● What you need to do
Find every line in the items below that contains the word "plant", and copy each of those lines.

● Input material
==================================================

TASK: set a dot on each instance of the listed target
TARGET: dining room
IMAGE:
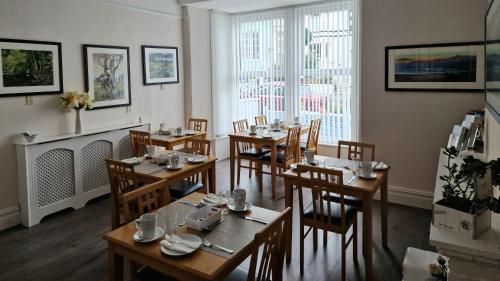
(250, 140)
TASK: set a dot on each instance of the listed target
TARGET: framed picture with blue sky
(451, 67)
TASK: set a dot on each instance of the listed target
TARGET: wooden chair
(261, 120)
(139, 141)
(195, 182)
(283, 158)
(312, 137)
(122, 179)
(322, 213)
(198, 124)
(246, 151)
(272, 242)
(143, 200)
(355, 150)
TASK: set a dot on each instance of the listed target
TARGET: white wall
(129, 23)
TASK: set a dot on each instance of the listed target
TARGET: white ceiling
(239, 6)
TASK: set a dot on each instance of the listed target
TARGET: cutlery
(254, 219)
(197, 205)
(210, 245)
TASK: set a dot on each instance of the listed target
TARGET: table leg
(383, 208)
(211, 173)
(367, 236)
(231, 160)
(273, 170)
(288, 224)
(115, 264)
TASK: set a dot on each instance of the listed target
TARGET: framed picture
(107, 75)
(30, 68)
(453, 67)
(160, 65)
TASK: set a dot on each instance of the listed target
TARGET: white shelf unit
(55, 173)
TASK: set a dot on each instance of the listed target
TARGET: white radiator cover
(67, 171)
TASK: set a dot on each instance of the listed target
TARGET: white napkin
(172, 238)
(175, 247)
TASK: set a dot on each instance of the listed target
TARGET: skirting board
(10, 217)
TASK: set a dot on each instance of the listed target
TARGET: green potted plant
(467, 195)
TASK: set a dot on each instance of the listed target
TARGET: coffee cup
(309, 155)
(147, 225)
(253, 129)
(151, 150)
(239, 198)
(178, 131)
(366, 168)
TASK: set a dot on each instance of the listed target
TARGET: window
(297, 62)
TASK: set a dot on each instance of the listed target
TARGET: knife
(254, 219)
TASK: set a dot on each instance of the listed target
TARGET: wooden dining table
(257, 140)
(169, 141)
(203, 264)
(364, 189)
(208, 167)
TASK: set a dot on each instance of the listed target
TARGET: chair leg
(259, 175)
(355, 240)
(302, 249)
(239, 171)
(315, 239)
(343, 256)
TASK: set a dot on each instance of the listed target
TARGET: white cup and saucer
(147, 229)
(238, 202)
(366, 170)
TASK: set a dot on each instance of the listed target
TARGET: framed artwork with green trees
(30, 68)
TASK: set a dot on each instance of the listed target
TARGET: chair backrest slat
(272, 242)
(321, 183)
(356, 150)
(292, 145)
(145, 199)
(313, 136)
(139, 141)
(241, 126)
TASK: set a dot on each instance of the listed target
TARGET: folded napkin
(174, 239)
(175, 247)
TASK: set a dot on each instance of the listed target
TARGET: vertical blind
(296, 62)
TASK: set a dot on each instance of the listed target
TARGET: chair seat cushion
(183, 188)
(255, 152)
(350, 212)
(280, 157)
(348, 200)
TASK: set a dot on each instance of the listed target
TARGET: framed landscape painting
(107, 75)
(453, 67)
(160, 65)
(30, 68)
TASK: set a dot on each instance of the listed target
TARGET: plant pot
(460, 222)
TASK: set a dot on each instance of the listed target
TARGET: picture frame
(160, 65)
(29, 67)
(449, 67)
(107, 75)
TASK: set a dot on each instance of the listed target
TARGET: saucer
(231, 207)
(371, 176)
(159, 232)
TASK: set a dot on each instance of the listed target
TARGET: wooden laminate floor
(69, 245)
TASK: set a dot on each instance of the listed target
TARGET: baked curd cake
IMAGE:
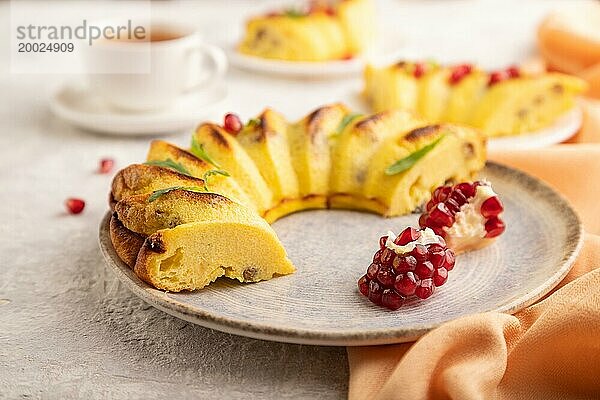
(186, 217)
(499, 103)
(323, 31)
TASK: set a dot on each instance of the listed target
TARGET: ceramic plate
(76, 104)
(565, 127)
(320, 303)
(299, 69)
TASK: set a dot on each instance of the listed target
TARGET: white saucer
(298, 69)
(565, 127)
(76, 104)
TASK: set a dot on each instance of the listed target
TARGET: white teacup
(150, 74)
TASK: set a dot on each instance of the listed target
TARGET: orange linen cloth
(550, 350)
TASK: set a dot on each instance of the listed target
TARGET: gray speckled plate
(320, 303)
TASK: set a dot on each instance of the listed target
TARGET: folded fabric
(550, 350)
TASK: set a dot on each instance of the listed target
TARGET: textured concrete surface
(67, 328)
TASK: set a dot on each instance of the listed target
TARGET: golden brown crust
(141, 178)
(127, 244)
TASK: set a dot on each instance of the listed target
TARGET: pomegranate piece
(467, 216)
(74, 205)
(408, 266)
(459, 72)
(232, 123)
(106, 165)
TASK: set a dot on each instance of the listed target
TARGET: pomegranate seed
(491, 207)
(496, 77)
(377, 257)
(441, 215)
(232, 123)
(452, 205)
(106, 165)
(74, 206)
(386, 277)
(440, 276)
(408, 235)
(406, 284)
(467, 189)
(494, 227)
(513, 71)
(372, 271)
(375, 292)
(405, 264)
(392, 300)
(419, 252)
(382, 241)
(449, 260)
(423, 220)
(424, 270)
(459, 197)
(459, 72)
(441, 193)
(424, 289)
(363, 285)
(419, 70)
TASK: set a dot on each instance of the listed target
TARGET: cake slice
(407, 167)
(184, 162)
(223, 152)
(309, 141)
(353, 153)
(266, 142)
(210, 238)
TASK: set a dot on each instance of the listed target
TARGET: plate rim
(158, 299)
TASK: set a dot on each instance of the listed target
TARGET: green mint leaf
(157, 193)
(410, 160)
(210, 173)
(198, 150)
(169, 163)
(345, 122)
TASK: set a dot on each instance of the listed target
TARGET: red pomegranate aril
(513, 71)
(419, 252)
(441, 215)
(449, 259)
(392, 300)
(232, 123)
(494, 227)
(377, 257)
(387, 257)
(372, 270)
(74, 205)
(491, 207)
(419, 70)
(375, 292)
(425, 289)
(440, 276)
(496, 77)
(452, 205)
(424, 270)
(386, 277)
(408, 235)
(467, 189)
(106, 165)
(363, 285)
(405, 264)
(382, 241)
(437, 258)
(406, 284)
(441, 193)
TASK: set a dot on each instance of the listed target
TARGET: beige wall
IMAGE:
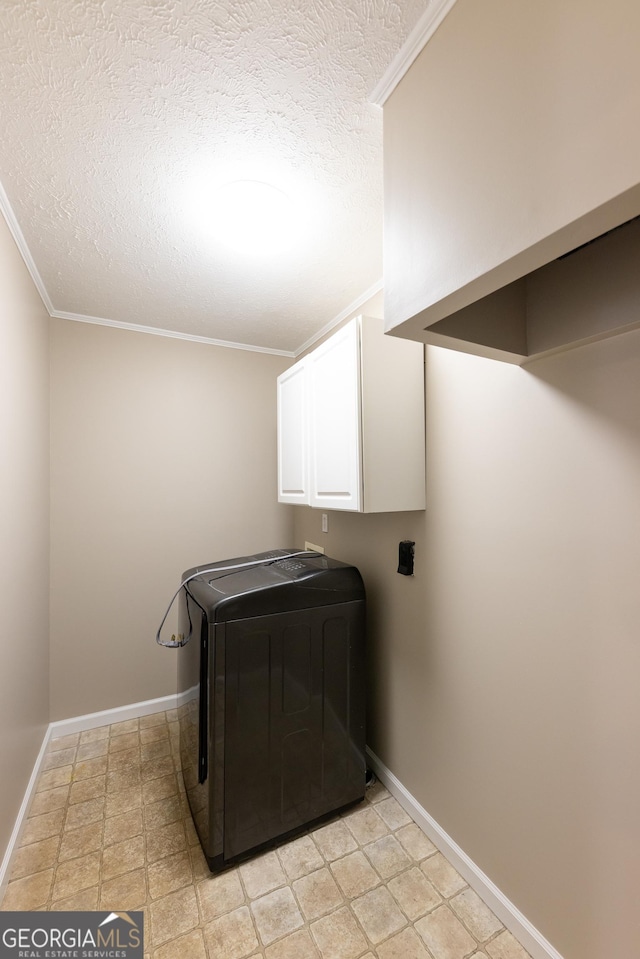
(163, 457)
(24, 526)
(504, 676)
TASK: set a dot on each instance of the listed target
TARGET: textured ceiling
(119, 116)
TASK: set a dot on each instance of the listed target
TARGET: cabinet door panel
(293, 436)
(334, 400)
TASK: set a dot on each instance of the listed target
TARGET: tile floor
(109, 829)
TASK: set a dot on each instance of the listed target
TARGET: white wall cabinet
(351, 423)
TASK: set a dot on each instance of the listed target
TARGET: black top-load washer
(272, 698)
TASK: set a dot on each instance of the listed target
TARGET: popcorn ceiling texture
(112, 111)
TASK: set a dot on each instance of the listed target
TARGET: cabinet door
(334, 407)
(293, 436)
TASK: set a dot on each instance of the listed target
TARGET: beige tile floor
(109, 829)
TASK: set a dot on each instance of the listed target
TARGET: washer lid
(278, 582)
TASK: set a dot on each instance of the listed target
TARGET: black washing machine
(272, 698)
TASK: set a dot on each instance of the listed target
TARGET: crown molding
(25, 252)
(352, 308)
(172, 334)
(18, 236)
(413, 45)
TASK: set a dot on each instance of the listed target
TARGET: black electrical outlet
(405, 557)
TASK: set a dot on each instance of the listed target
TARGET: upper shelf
(511, 141)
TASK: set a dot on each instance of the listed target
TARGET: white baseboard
(532, 940)
(78, 724)
(65, 727)
(14, 839)
(510, 915)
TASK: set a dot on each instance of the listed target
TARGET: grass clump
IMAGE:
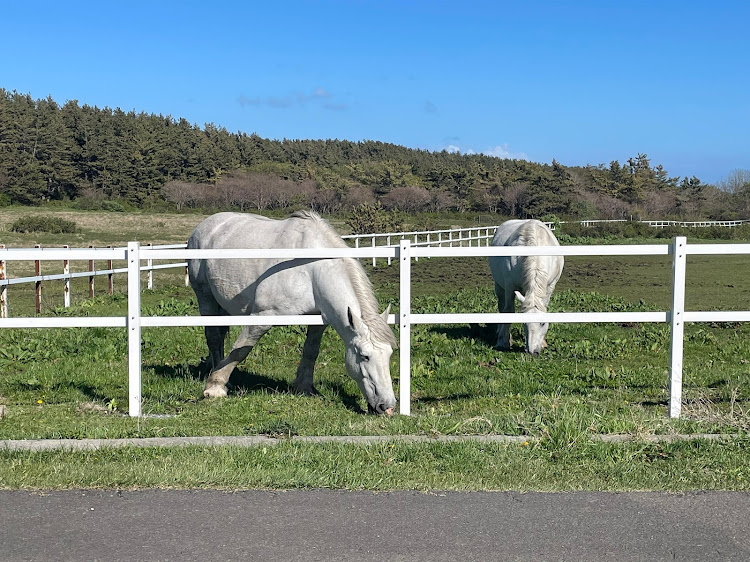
(44, 223)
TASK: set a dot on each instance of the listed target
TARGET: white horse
(530, 278)
(338, 289)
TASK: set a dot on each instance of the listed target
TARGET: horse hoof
(215, 391)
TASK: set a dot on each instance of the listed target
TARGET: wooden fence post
(150, 265)
(91, 278)
(3, 291)
(404, 327)
(66, 281)
(677, 325)
(38, 288)
(110, 278)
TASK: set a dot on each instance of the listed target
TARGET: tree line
(107, 158)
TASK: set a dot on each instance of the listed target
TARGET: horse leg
(304, 381)
(215, 338)
(216, 384)
(503, 330)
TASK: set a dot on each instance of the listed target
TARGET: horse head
(368, 362)
(535, 332)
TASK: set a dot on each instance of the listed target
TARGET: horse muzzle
(380, 409)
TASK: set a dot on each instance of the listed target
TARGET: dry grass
(100, 228)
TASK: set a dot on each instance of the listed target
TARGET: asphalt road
(335, 525)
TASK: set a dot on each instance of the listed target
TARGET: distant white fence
(134, 322)
(474, 236)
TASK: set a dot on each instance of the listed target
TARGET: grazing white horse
(338, 289)
(531, 279)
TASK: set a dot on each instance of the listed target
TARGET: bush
(368, 218)
(40, 223)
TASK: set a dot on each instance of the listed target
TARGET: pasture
(592, 380)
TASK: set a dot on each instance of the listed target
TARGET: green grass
(593, 379)
(387, 466)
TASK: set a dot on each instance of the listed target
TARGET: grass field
(593, 379)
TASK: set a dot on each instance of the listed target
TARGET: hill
(107, 158)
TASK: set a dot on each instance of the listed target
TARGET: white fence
(134, 322)
(469, 236)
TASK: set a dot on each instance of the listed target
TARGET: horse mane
(534, 274)
(361, 284)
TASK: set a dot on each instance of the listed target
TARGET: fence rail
(134, 254)
(475, 236)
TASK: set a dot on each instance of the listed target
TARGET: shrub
(40, 223)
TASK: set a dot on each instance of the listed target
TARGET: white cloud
(299, 98)
(500, 151)
(503, 151)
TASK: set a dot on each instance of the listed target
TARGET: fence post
(404, 327)
(110, 277)
(677, 325)
(66, 286)
(134, 329)
(91, 278)
(3, 291)
(38, 288)
(150, 264)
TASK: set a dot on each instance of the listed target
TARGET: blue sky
(582, 82)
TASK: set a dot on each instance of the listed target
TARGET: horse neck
(335, 295)
(535, 285)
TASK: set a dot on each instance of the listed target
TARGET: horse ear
(355, 323)
(386, 312)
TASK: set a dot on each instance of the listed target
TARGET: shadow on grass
(248, 381)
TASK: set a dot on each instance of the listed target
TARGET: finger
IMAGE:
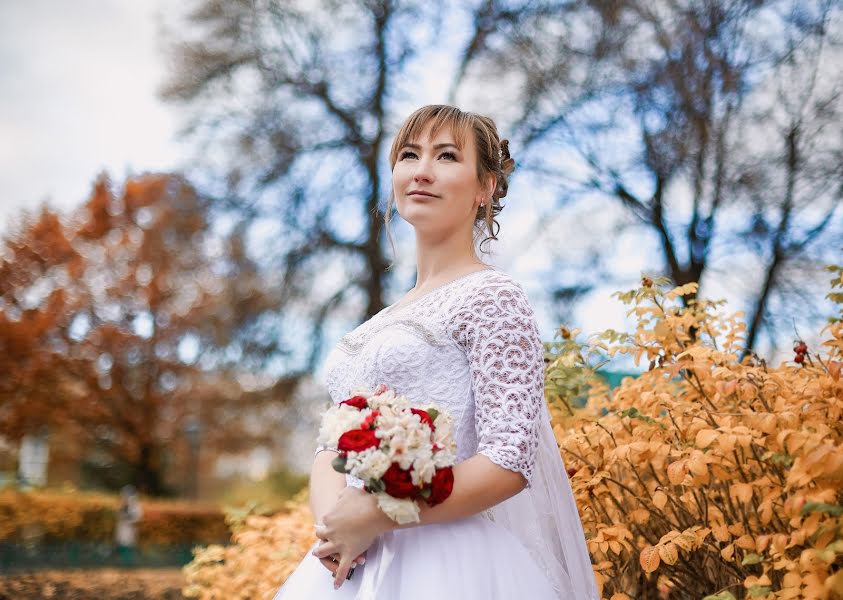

==================================================

● Answer to the problem
TARGET: green potted plant
TARGET: plant pot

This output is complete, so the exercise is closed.